(Items from a data source)
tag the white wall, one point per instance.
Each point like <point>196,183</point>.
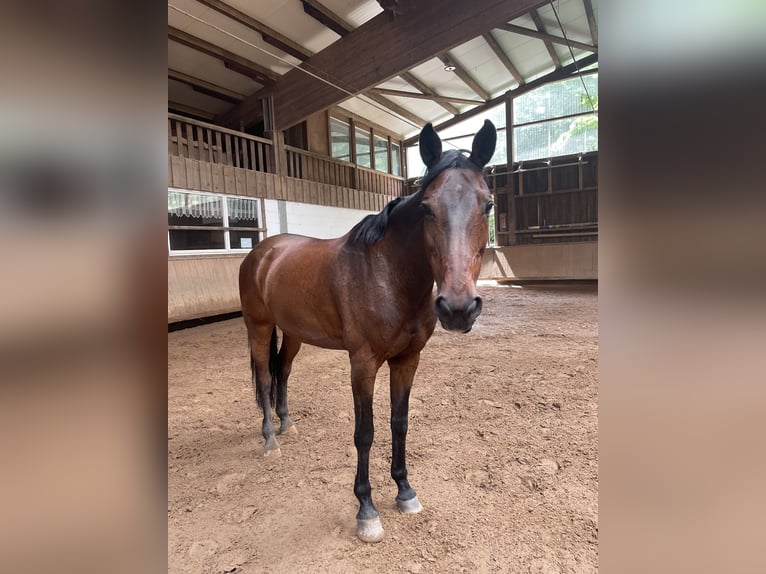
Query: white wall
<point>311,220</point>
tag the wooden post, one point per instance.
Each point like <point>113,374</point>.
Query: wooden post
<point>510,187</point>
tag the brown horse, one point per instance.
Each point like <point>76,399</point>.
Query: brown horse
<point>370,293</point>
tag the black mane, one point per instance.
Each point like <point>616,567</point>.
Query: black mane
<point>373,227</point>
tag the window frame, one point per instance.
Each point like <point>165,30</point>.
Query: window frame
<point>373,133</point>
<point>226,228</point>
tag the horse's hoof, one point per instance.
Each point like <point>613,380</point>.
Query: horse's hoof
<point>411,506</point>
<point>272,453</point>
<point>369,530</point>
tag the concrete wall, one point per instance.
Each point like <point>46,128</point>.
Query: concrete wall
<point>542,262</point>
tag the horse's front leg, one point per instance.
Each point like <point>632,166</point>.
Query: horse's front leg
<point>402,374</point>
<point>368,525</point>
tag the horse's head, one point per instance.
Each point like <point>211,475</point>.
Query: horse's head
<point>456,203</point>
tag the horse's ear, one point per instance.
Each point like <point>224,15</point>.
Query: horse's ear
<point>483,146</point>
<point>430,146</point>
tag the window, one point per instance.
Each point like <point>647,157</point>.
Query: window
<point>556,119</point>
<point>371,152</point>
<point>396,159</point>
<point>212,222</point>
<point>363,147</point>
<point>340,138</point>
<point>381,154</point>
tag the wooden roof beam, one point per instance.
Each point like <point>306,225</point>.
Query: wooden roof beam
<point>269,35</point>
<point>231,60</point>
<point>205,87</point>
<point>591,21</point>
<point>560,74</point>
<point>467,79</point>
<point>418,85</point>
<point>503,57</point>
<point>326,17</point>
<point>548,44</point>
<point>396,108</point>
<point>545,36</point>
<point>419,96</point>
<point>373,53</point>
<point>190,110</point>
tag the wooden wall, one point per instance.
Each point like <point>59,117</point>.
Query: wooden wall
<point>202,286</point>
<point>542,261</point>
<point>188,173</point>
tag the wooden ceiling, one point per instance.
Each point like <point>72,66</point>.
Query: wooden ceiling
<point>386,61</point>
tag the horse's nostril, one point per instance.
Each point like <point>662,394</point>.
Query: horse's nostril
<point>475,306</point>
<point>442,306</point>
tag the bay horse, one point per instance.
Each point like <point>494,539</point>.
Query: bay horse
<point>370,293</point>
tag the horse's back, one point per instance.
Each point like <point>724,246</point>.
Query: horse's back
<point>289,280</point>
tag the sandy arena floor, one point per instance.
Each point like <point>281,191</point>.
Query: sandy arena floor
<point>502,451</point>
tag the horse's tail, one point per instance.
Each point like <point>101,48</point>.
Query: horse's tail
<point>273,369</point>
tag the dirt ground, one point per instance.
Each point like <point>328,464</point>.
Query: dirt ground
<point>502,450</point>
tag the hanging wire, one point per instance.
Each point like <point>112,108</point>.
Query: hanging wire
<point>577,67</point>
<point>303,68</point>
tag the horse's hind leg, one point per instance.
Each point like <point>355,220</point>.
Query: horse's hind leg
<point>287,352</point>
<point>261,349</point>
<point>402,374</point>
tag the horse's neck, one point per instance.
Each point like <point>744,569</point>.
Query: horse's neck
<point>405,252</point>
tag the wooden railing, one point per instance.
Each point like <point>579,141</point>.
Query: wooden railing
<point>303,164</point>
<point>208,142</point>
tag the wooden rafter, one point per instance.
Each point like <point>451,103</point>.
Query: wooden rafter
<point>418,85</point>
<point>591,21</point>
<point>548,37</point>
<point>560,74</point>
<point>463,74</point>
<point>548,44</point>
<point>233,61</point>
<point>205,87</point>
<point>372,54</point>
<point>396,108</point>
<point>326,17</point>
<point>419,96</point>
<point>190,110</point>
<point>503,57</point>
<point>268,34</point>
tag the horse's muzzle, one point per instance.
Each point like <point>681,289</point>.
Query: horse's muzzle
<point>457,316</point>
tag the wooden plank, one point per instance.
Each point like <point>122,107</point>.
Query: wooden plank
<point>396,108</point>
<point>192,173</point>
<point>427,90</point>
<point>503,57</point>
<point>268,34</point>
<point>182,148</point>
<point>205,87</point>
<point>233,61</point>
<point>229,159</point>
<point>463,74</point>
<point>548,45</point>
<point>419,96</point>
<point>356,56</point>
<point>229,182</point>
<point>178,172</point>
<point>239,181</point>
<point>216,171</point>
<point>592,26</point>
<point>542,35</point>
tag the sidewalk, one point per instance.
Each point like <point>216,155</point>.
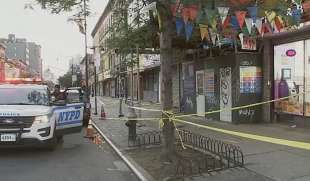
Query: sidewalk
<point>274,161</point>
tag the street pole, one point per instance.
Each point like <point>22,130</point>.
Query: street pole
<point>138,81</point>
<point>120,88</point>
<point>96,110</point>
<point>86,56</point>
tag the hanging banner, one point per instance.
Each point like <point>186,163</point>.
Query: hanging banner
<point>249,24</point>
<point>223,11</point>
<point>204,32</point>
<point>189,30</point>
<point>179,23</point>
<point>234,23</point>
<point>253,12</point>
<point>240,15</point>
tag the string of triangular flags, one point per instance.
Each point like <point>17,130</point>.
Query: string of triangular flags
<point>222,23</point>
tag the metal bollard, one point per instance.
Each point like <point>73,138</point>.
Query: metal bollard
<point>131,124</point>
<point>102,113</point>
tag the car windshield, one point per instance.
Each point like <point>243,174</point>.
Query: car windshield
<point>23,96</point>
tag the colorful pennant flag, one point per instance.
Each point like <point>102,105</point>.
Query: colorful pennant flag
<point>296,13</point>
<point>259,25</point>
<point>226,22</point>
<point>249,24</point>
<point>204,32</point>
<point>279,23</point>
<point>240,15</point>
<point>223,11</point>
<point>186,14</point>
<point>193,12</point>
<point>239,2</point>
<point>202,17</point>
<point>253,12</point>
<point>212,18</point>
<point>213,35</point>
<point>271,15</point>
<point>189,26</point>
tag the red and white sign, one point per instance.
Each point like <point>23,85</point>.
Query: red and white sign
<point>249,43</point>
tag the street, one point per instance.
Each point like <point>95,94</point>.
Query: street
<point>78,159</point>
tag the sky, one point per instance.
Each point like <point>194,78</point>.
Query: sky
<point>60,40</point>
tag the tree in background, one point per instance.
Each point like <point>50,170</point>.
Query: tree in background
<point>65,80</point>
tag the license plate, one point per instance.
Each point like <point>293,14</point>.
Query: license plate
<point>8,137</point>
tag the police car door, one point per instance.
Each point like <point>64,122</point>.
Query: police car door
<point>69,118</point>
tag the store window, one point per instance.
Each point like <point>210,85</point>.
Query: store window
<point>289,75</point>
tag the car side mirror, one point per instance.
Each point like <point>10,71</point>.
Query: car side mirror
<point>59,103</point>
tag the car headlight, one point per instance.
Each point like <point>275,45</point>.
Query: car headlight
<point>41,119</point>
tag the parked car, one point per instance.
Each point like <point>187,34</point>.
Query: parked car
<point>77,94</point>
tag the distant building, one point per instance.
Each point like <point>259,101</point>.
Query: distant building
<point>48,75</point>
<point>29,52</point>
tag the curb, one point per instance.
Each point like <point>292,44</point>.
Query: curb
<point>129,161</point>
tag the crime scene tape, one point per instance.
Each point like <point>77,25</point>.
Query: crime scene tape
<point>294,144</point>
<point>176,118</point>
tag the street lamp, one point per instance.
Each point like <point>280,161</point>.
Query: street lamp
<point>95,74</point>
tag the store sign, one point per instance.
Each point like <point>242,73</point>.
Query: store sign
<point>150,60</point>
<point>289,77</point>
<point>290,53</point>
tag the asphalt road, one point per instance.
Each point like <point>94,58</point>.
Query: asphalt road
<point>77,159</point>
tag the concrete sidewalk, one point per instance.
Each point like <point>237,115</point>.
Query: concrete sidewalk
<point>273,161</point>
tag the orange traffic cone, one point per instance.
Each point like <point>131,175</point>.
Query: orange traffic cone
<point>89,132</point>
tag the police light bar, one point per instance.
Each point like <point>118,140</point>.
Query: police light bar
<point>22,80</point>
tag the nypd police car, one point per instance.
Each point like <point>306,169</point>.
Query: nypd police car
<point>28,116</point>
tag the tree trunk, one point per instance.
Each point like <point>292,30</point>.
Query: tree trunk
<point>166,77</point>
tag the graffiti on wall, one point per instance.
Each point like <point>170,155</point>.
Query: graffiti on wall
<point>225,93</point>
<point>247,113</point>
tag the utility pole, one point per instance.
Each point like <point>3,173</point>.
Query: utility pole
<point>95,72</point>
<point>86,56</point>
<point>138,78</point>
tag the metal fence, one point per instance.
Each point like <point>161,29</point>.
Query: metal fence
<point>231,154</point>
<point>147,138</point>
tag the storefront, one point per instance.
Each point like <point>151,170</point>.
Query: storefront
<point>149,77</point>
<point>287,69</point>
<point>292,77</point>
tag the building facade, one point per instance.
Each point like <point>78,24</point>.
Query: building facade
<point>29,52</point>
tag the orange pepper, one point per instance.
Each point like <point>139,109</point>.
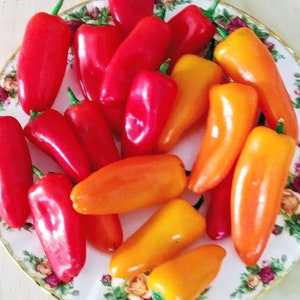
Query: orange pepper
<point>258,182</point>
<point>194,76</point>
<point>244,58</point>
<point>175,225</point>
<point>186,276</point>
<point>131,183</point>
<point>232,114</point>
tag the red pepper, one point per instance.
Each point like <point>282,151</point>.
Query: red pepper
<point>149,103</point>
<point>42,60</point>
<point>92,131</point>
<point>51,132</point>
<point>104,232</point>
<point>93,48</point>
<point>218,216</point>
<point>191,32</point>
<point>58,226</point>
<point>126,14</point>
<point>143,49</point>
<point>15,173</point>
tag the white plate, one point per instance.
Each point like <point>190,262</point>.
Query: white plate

▶ **EXERCISE DETAILS**
All lines above between those holding "Query: curb" and "tag the orange pepper, one", inclusive, must be set down unchanged, and no other line may be included.

▶ **OUTPUT BELOW**
Query: curb
<point>129,161</point>
tag the crime scene tape, one point per instance.
Each point like <point>77,25</point>.
Query: crime scene tape
<point>294,144</point>
<point>176,118</point>
tag the street lamp, one point per instance.
Each point like <point>280,161</point>.
Query: street lamp
<point>95,74</point>
tag the store sign, one point per instance.
Each point like <point>242,73</point>.
Query: store sign
<point>150,60</point>
<point>289,77</point>
<point>290,53</point>
tag the asphalt road, one point per instance.
Each point like <point>94,58</point>.
Query: asphalt road
<point>77,159</point>
tag the concrete sidewalk, one point per instance.
Each point like <point>237,115</point>.
Query: concrete sidewalk
<point>273,161</point>
tag the orange traffic cone, one point per instance.
Each point like <point>131,175</point>.
Query: orange traffic cone
<point>89,132</point>
tag the police light bar, one point per instance.
Each point like <point>118,140</point>.
Query: police light bar
<point>22,80</point>
tag the nypd police car, one point per instance.
Each point like <point>306,169</point>.
Query: nypd police car
<point>28,116</point>
tag the tree trunk, one point per instance.
Each point like <point>292,30</point>.
Query: tree trunk
<point>166,77</point>
tag the graffiti on wall, one point per instance.
Each point like <point>170,155</point>.
Query: graffiti on wall
<point>225,93</point>
<point>247,113</point>
tag the utility pole, one point per instance.
Each point like <point>3,173</point>.
Query: utility pole
<point>95,72</point>
<point>86,56</point>
<point>138,78</point>
tag the metal fence, one point per instance.
Each point like <point>161,29</point>.
Query: metal fence
<point>231,154</point>
<point>147,138</point>
tag the storefront, one point per instance.
Each point like <point>151,170</point>.
Query: storefront
<point>149,77</point>
<point>287,69</point>
<point>292,77</point>
tag the building facade, one point per instance.
Each point like <point>78,24</point>.
Query: building facade
<point>29,52</point>
tag the orange pepper, one point per instance.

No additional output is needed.